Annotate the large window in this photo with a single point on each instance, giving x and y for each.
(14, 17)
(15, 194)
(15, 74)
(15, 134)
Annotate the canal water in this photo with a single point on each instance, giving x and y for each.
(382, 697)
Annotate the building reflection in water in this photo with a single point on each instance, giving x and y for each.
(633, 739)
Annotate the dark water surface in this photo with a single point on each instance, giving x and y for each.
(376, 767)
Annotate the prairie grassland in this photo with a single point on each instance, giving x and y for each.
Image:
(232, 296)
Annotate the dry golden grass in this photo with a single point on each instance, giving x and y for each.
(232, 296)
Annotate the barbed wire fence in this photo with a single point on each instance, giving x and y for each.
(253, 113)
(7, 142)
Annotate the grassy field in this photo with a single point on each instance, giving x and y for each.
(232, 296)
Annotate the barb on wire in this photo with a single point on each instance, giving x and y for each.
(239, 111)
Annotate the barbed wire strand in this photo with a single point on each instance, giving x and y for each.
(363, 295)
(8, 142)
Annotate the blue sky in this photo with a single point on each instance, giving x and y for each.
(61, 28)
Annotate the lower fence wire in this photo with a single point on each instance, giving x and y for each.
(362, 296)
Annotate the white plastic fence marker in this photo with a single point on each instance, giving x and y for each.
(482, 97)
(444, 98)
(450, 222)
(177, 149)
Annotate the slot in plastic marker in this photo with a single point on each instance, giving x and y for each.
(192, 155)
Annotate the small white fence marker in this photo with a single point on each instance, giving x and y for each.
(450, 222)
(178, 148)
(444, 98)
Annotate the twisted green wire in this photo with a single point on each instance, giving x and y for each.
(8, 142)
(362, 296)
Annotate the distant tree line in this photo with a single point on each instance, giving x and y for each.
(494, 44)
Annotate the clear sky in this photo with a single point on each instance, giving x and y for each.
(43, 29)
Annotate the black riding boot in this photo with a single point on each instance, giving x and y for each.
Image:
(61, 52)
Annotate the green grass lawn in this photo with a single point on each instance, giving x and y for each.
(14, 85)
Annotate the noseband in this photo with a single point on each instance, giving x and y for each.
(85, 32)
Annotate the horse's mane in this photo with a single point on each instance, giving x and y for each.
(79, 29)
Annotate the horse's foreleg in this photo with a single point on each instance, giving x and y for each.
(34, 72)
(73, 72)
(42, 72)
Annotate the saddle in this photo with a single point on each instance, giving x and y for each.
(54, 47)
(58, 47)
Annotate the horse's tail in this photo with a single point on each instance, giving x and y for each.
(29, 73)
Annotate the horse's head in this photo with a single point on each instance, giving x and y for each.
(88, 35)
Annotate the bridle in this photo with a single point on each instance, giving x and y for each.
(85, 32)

§ What you should do: Produce an exact repeat of the lines from the one containing "Annotate the green" through the last line of the data, and nothing more.

§ Answer to this exercise:
Annotate the green grass lawn in this photo with a single point on each instance, giving x and y for each.
(14, 85)
Annotate the noseband in this photo with a single point on each instance, giving x and y for each.
(85, 32)
Annotate the horse's mane in this photo with a single point on each instance, giving x and y for each.
(79, 29)
Annotate the horse's foreleg in this photo with a single point on each instance, giving x and y for each.
(34, 72)
(73, 72)
(42, 72)
Annotate the saddle in this photo with a single point on each instance, giving x and y for each.
(54, 47)
(58, 47)
Annotate the horse's tail in this photo with a single point on each instance, giving x and y for each.
(29, 73)
Annotate the horse's head in this photo with a single point on each instance, giving x and y for each.
(88, 35)
Annotate the bridle in this photo with a single point on each instance, giving x and y for each.
(85, 32)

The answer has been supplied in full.